* TASK DESCRIPTION *
Count the lines in the listing below that contain the word "rocky". Reply with the number alone.

begin EXERCISE DATA

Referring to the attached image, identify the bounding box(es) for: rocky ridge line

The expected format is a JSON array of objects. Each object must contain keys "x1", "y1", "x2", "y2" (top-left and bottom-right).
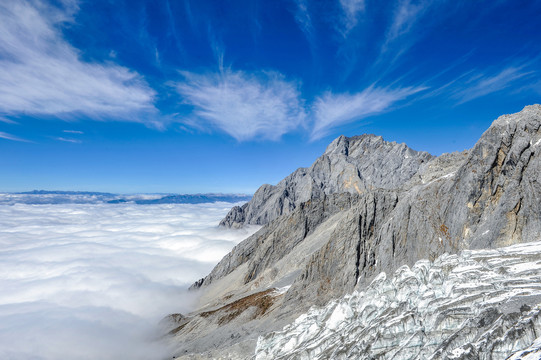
[{"x1": 175, "y1": 105, "x2": 541, "y2": 358}]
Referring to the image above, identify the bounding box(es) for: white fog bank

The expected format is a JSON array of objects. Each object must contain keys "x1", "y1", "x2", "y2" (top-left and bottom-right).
[{"x1": 0, "y1": 203, "x2": 256, "y2": 360}]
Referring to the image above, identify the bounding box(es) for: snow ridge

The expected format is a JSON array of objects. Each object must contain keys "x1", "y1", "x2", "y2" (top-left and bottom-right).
[{"x1": 256, "y1": 242, "x2": 541, "y2": 360}]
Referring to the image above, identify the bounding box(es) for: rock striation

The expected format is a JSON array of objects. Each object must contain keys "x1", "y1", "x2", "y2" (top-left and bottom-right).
[{"x1": 171, "y1": 105, "x2": 541, "y2": 358}]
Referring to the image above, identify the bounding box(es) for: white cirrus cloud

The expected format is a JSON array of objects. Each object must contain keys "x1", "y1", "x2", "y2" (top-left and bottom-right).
[
  {"x1": 0, "y1": 131, "x2": 30, "y2": 142},
  {"x1": 453, "y1": 65, "x2": 534, "y2": 104},
  {"x1": 0, "y1": 0, "x2": 156, "y2": 122},
  {"x1": 311, "y1": 86, "x2": 425, "y2": 140},
  {"x1": 340, "y1": 0, "x2": 365, "y2": 36},
  {"x1": 176, "y1": 69, "x2": 305, "y2": 141},
  {"x1": 0, "y1": 201, "x2": 257, "y2": 360}
]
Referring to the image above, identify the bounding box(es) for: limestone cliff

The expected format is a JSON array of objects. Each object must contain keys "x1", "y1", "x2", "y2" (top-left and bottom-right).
[{"x1": 173, "y1": 105, "x2": 541, "y2": 358}]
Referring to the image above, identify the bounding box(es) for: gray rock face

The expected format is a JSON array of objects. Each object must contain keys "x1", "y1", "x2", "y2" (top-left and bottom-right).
[
  {"x1": 256, "y1": 242, "x2": 541, "y2": 360},
  {"x1": 220, "y1": 135, "x2": 432, "y2": 227},
  {"x1": 172, "y1": 105, "x2": 541, "y2": 358}
]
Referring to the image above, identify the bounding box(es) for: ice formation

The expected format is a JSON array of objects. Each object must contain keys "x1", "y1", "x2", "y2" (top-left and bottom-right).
[{"x1": 256, "y1": 242, "x2": 541, "y2": 360}]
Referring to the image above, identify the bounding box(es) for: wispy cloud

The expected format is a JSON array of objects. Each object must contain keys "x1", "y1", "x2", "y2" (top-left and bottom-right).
[
  {"x1": 56, "y1": 137, "x2": 82, "y2": 144},
  {"x1": 377, "y1": 0, "x2": 436, "y2": 65},
  {"x1": 340, "y1": 0, "x2": 365, "y2": 36},
  {"x1": 0, "y1": 131, "x2": 30, "y2": 142},
  {"x1": 177, "y1": 69, "x2": 305, "y2": 141},
  {"x1": 0, "y1": 0, "x2": 156, "y2": 122},
  {"x1": 453, "y1": 65, "x2": 533, "y2": 104},
  {"x1": 311, "y1": 87, "x2": 425, "y2": 140},
  {"x1": 295, "y1": 0, "x2": 314, "y2": 41}
]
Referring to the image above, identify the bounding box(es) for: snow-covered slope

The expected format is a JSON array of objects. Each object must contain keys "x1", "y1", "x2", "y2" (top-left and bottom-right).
[{"x1": 256, "y1": 242, "x2": 541, "y2": 360}]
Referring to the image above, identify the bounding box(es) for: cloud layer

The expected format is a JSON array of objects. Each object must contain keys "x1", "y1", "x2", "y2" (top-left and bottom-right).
[
  {"x1": 0, "y1": 203, "x2": 254, "y2": 359},
  {"x1": 0, "y1": 0, "x2": 156, "y2": 121}
]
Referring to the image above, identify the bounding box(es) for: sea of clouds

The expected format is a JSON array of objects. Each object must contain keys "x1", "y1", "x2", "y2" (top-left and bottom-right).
[{"x1": 0, "y1": 203, "x2": 257, "y2": 360}]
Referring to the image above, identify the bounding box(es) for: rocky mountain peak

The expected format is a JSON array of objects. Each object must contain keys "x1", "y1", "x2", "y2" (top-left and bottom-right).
[
  {"x1": 220, "y1": 134, "x2": 433, "y2": 227},
  {"x1": 175, "y1": 105, "x2": 541, "y2": 359}
]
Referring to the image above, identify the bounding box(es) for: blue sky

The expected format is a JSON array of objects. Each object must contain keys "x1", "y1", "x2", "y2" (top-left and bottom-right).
[{"x1": 0, "y1": 0, "x2": 541, "y2": 193}]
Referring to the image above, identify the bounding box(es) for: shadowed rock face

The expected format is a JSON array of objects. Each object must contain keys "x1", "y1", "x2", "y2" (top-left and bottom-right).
[
  {"x1": 220, "y1": 135, "x2": 433, "y2": 227},
  {"x1": 172, "y1": 105, "x2": 541, "y2": 358}
]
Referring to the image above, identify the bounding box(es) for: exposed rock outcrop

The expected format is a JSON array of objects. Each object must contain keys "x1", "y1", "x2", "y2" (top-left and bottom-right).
[{"x1": 171, "y1": 105, "x2": 541, "y2": 358}]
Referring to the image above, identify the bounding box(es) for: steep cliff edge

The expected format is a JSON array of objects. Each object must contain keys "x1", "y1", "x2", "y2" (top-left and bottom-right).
[
  {"x1": 220, "y1": 135, "x2": 432, "y2": 227},
  {"x1": 172, "y1": 105, "x2": 541, "y2": 358}
]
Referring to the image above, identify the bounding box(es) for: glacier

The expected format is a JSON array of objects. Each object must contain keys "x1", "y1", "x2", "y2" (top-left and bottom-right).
[{"x1": 255, "y1": 242, "x2": 541, "y2": 360}]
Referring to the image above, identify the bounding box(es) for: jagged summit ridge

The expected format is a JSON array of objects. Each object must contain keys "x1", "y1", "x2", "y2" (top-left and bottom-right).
[
  {"x1": 220, "y1": 135, "x2": 433, "y2": 227},
  {"x1": 175, "y1": 105, "x2": 541, "y2": 358}
]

end EXERCISE DATA

* FINAL RESULT *
2